FRAGMENTO DEL TEXTO:
En esta ocasión, mi idea era escribir un artículo riguroso, serio y fundamentado científicamente, de modo que hace un par de semanas comencé a buscar en las bases de datos médicas bibliografía sobre los beneficios para la salud de los abrazos.

Para mi sorpresa, encontré varios estudios que, avalados por universidades o sociedades científicas, alababan las bondades de esta manifestación de afecto. En todos ellos aparecían los mismos protagonistas, unas veces de puntillas y otras con enorme desparpajo: sistema inmunitario, cortisol, serotonina, dopamina, oxitocina y otro regimiento de raras sustancias químicas. Y todos estos estudios hacían una revisión de las bondades fisiológicas de los abrazos: reducen la tensión arterial, mejoran el sistema inmunitario, estimulan la oxigenación de los tejidos e incluso relajan los músculos. Uno de ellos se aventuraba incluso a prescribir el número de abrazos necesarios para mantener una buena salud: cuatro. Me quedé atónita tras leer esta información, sin palabras, e inmediatamente tiré a la papelera todos los artículos que había estado leyendo: lo que yo buscaba no estaba en aquellos estudios.

Todos llegaban a la misma conclusión: los abrazos son una terapia muy saludable, pero ninguno de ellos había logrado profundizar en el sentido verdadero e íntimo del abrazo.

Ninguno hablaba de la ternura del abrazo, de esa dulce sensación de fundirte con el otro, de traspasar la piel.

Datos de localización por puntos para cada instancia:

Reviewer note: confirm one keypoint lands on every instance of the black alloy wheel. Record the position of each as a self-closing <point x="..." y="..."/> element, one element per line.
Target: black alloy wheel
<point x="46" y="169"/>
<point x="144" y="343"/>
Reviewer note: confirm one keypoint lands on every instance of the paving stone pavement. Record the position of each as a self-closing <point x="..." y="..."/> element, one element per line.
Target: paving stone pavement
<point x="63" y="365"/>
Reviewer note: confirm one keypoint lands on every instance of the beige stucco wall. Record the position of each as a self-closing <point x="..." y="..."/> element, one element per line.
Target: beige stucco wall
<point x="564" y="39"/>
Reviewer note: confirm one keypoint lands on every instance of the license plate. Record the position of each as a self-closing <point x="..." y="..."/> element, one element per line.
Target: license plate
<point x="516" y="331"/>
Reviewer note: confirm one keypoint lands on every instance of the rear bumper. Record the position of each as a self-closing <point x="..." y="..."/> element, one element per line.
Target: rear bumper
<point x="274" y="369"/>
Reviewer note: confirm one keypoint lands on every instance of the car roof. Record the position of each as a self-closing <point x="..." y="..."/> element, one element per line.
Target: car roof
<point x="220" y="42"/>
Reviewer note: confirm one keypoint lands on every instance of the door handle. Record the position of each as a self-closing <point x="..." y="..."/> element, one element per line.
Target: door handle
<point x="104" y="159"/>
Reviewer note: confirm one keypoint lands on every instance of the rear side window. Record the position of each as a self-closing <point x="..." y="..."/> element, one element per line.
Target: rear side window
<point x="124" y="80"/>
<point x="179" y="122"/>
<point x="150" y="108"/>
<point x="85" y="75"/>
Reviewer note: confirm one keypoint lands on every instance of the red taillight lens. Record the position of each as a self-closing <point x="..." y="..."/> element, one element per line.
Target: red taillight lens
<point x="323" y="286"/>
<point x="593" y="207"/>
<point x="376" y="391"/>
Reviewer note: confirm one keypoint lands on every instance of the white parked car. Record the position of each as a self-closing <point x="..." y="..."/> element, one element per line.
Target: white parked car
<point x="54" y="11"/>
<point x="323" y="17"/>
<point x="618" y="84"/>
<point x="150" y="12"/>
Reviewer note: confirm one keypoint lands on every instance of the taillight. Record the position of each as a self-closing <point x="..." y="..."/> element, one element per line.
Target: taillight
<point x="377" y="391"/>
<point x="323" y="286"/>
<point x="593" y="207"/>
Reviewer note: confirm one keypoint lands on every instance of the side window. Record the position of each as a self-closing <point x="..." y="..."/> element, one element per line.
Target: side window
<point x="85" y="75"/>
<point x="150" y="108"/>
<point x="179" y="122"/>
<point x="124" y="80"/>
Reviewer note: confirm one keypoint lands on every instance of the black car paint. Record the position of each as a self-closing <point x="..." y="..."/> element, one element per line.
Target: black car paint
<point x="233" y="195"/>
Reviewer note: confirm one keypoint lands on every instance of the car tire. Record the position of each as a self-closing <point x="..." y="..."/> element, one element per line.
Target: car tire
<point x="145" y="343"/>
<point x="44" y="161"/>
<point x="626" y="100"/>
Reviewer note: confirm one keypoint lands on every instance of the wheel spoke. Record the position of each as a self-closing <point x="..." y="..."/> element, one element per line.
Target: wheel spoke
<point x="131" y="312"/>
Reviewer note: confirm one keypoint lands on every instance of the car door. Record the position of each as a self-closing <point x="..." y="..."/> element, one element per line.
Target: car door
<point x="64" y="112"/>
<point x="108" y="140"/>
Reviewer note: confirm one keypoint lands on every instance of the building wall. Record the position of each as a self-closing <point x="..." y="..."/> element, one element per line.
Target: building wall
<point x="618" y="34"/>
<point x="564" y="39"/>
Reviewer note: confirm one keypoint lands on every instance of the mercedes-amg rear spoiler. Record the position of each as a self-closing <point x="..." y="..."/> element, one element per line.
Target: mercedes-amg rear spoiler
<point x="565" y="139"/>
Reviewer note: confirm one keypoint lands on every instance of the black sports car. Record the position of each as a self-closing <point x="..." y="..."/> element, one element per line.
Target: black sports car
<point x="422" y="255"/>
==
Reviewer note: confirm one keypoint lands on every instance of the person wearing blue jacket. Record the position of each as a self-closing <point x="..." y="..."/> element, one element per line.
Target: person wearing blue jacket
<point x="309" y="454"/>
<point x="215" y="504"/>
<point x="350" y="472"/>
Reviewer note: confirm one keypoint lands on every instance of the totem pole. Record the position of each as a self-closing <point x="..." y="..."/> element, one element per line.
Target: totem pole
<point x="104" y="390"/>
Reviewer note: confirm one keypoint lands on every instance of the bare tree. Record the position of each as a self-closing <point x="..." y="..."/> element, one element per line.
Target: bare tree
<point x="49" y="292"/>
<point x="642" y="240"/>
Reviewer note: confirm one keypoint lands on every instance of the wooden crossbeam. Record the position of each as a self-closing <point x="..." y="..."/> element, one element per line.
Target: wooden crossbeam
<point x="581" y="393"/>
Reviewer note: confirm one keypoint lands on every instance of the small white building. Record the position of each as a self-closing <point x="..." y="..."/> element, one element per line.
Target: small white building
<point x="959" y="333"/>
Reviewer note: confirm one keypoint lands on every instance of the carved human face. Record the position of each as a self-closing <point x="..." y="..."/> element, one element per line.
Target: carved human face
* * *
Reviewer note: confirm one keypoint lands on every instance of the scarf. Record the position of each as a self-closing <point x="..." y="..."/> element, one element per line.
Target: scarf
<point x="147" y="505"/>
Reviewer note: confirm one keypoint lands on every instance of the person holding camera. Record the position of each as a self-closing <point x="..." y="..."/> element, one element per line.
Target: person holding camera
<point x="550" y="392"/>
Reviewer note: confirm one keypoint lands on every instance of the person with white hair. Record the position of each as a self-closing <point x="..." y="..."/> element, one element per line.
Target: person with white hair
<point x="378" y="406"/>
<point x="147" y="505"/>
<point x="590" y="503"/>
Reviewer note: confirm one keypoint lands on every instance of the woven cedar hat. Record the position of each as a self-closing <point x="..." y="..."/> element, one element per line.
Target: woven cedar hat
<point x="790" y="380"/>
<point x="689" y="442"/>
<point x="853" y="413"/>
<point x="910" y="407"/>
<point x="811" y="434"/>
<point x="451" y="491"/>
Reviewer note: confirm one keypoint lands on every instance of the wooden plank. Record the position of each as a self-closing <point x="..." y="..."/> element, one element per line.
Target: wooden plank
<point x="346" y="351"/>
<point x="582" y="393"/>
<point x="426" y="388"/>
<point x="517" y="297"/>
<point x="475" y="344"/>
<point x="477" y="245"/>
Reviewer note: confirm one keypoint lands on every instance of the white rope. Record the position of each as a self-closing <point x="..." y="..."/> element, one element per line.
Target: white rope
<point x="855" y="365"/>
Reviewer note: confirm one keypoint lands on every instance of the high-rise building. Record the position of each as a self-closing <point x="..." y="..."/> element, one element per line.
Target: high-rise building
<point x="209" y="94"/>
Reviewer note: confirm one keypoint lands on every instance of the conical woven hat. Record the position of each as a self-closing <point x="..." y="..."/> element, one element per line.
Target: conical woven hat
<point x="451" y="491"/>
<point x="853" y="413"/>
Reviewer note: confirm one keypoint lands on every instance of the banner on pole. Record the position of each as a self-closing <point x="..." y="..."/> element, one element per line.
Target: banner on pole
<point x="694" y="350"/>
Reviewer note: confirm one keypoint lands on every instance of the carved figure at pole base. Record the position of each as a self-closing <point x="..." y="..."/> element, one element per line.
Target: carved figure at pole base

INSTRUCCIONES:
Reproduzca tal cual el pasaje del texto sobre los abrazos que comienza con "Todos llegaban a" y continúa hasta "íntimo del abrazo.".

ESPACIO DE RESPUESTA:
Todos llegaban a la misma conclusión: los abrazos son una terapia muy saludable, pero ninguno de ellos había logrado profundizar en el sentido verdadero e íntimo del abrazo.